- [Your goal]:
Locate every line in the items below that contains the word "city", and copy each of those lines.

[A series of records]
━━━

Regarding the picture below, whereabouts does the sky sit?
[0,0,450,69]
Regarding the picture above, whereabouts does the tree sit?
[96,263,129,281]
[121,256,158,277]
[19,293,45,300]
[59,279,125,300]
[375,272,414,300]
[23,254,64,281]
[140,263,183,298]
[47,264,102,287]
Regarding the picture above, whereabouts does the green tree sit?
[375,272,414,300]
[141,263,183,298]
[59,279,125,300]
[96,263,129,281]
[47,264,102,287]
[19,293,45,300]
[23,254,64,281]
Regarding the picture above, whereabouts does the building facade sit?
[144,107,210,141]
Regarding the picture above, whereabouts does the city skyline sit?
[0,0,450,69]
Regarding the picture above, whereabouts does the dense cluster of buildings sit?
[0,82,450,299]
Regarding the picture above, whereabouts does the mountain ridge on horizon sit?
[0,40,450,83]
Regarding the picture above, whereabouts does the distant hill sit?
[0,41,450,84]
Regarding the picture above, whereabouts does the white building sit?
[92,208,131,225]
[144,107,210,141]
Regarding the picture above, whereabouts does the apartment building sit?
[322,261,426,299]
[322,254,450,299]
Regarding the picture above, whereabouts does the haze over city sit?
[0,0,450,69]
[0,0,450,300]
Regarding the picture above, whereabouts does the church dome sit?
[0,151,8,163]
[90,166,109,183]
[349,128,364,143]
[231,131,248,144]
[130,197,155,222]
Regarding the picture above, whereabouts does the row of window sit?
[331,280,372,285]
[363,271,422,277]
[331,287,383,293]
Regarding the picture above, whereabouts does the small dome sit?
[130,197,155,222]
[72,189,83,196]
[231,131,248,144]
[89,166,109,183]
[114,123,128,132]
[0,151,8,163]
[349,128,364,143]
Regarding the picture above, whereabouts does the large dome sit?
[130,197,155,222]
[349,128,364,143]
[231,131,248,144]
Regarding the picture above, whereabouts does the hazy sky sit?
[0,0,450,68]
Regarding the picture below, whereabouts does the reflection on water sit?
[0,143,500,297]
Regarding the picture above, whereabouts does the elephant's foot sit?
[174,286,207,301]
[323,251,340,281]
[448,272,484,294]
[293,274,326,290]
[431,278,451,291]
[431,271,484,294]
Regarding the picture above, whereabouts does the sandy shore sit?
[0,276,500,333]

━━━

- [Reply to the exercise]:
Regarding the picture above, whereabouts does the city skyline sit?
Regarding the picture above, whereabouts does the haze over city sit?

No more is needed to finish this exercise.